Tarefas do exercício.
(a) Indique se cada afirmação concorda com o texto sobre o congresso, respondendo sim ou não e citando sem alterações as palavras do texto que o decidem: (i) O congresso realizou-se no centro da cidade. (ii) Entre os delegados havia 70 viticultores do Loire. (iii) As degustações tiveram lugar de manhã.
(b) Segundo o texto sobre o congresso, quantos delegados participaram nele?
(c) Copie fielmente o trecho do texto sobre o congresso que vai de "Dos 350 delegados" a "internacionais já realizadas.", ambos incluídos.

+++ Texto do exercício +++

Dos 350 delegados do congresso, realizado no STIAS, nos arredores da cidade, havia 70 viticultores de Anjou, Saumur e Vouvray, no Loire. É um longo caminho para vir do Loire até o Cabo Ocidental, e também há uma barreira linguística. Além disso, havia alguns participantes da Austrália Ocidental, onde a Chenin está a ter um bom percurso, mas em pequena escala, e um britânico solitário – eu. De manhã houve apresentações formais e painéis de discussão, seguidos de almoço e, à tarde, houve uma escolha entre viagens para visitar alguns vinhedos notáveis de Chenin Blanc, e também talvez uma das mais amplas degustações de Chenin Blancs internacionais já realizadas.

+++ Registos fornecidos +++

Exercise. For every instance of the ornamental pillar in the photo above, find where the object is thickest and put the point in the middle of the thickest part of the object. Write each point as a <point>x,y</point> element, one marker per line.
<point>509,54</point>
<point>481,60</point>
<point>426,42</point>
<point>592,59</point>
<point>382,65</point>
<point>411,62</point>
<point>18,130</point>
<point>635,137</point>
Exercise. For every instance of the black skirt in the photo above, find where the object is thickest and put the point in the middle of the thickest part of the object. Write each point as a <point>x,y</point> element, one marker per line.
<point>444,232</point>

+++

Respostas às tarefas.
(a)
(i) Não: "realizado no STIAS, nos arredores da cidade".
(ii) Sim: "havia 70 viticultores de Anjou, Saumur e Vouvray, no Loire".
(iii) Não: "De manhã houve apresentações formais e painéis de discussão".

(b) 350 delegados.

(c)
Dos 350 delegados do congresso, realizado no STIAS, nos arredores da cidade, havia 70 viticultores de Anjou, Saumur e Vouvray, no Loire. É um longo caminho para vir do Loire até o Cabo Ocidental, e também há uma barreira linguística. Além disso, havia alguns participantes da Austrália Ocidental, onde a Chenin está a ter um bom percurso, mas em pequena escala, e um britânico solitário – eu. De manhã houve apresentações formais e painéis de discussão, seguidos de almoço e, à tarde, houve uma escolha entre viagens para visitar alguns vinhedos notáveis de Chenin Blanc, e também talvez uma das mais amplas degustações de Chenin Blancs internacionais já realizadas.